__GIVEN EXERCISE 1__: Pick out each line of the records below that contains the word "crayfish", and copy those lines.

__READING TEXT__:

This post was originally published on St. Louis American

In December 2020, the Kansas City Star apologized. Its “I’m sorry” moment was part of a six-part series called “The truth in Black and white.”

“It is time that we own our history,” wrote Make Fannin, Star editor. “It is well past time for an apology, acknowledging, as we do, that the sins of our past still reverberate today.” He admitted the newspaper “disenfranchised, ignored and scored generations of Black Kansas Citians” for most of its 140 years in print. 

In September 2020, the L.A. Times addressed its longstanding racial biases, as well.

“On behalf of this institution, we apologize for The Times’ history of racism,” the newspaper’s editorial board wrote.

“We owe it to our readers to be better, and we vow to do so. A region as diverse and complex and fascinating as Southern California deserves a newspaper that reflects its communities.”

__GIVEN EXERCISE 2__: In the article above about newspaper apologies, what was the name of the series that included the Kansas City Star's apology?

__RECORDS TO PROCESS__:
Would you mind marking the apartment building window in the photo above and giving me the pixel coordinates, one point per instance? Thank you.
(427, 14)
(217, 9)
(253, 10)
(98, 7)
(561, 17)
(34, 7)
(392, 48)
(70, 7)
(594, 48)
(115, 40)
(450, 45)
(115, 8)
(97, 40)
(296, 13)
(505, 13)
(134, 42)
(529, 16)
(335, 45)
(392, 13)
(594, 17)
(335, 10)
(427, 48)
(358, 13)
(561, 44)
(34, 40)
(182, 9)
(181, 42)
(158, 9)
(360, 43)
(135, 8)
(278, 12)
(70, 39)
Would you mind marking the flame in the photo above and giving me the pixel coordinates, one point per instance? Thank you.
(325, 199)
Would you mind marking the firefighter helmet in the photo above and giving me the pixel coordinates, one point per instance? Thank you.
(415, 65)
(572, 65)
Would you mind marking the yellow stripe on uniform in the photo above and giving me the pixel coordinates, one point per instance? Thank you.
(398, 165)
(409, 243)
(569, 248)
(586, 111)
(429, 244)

* * *

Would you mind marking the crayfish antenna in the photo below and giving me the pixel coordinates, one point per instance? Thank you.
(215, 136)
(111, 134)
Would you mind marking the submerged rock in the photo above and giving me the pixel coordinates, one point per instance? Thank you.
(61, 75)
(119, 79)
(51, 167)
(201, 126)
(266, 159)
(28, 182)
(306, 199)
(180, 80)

...

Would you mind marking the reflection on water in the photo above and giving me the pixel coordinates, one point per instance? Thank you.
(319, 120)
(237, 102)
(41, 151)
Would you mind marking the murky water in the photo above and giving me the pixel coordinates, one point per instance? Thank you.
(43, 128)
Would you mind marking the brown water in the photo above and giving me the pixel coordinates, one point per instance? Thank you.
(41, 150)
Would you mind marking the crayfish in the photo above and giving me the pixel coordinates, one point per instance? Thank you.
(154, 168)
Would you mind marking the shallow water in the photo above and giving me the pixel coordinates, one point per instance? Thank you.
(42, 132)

__RESPONSE 1__:
Would you mind marking the crayfish antenna in the photo below and giving me the pixel coordinates, one point per instance? Thank you.
Would you mind marking the crayfish in the photo above and giving me the pixel coordinates, one point per instance? Thank you.

__RESPONSE 2__: "The truth in Black and white," a six-part series.